Source:
Monday, January 15, 2024

Bali June 2023

 


After opening my first exhibition in May, Jacob and I took a break in June to fly to Bali with Jacob’s Dad and sister. During the flight I noticed a tiny black speck in the corner of my vision: a floater, like the dot of an ‘i’. It was only visible when I looked at the flat expanse of the great blue sky, and I wondered how long I’d missed it, staring at screens and in dark galleries? I forgot about it soon enough, when the cloud cover below the plane was broken by the tip of a mountain, and as the clouds cleared another appeared, and another.

We’d gone to Bali primarily for Mark, Izzy and Jacob to achieve their open water scuba diving qualification and for me to use mine in the clear waters off Amed (north-east Bali). The sun set about an hour earlier in Bali, and by the time we got to the dive centre it was dark and we were tired after a day of travel. We walked up the stairs to the communal garden where we were offered cold lime juice and water and we knew we were in good hands. The days that followed started with a cooked breakfast, more juice, beautiful dives in the morning and languid afternoons reading and lying down. I loved the regular rhythm and simplicity of it.

Supplied data:
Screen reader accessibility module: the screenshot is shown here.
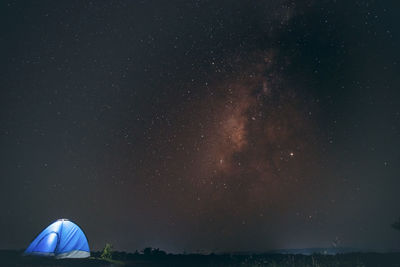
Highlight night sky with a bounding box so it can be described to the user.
[0,0,400,252]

Your tasks:
1) Rewrite the Bali travel text starting at "Monday, January 15, 2024" and ending at "appeared, and another.", with "exhibition" replaced by "art show".
2) Answer these questions about the Bali travel text:
(a) What did the writer notice in the corner of their vision during the flight?
(b) Off which part of Bali were the dives?
(c) What drinks were offered in the communal garden on arrival?

Outputs for the tasks:
1)
Monday, January 15, 2024

Bali June 2023

 


After opening my first art show in May, Jacob and I took a break in June to fly to Bali with Jacob’s Dad and sister. During the flight I noticed a tiny black speck in the corner of my vision: a floater, like the dot of an ‘i’. It was only visible when I looked at the flat expanse of the great blue sky, and I wondered how long I’d missed it, staring at screens and in dark galleries? I forgot about it soon enough, when the cloud cover below the plane was broken by the tip of a mountain, and as the clouds cleared another appeared, and another.

2)
(a) A tiny black speck, a floater, like the dot of an 'i'.
(b) Amed, in north-east Bali.
(c) Cold lime juice and water.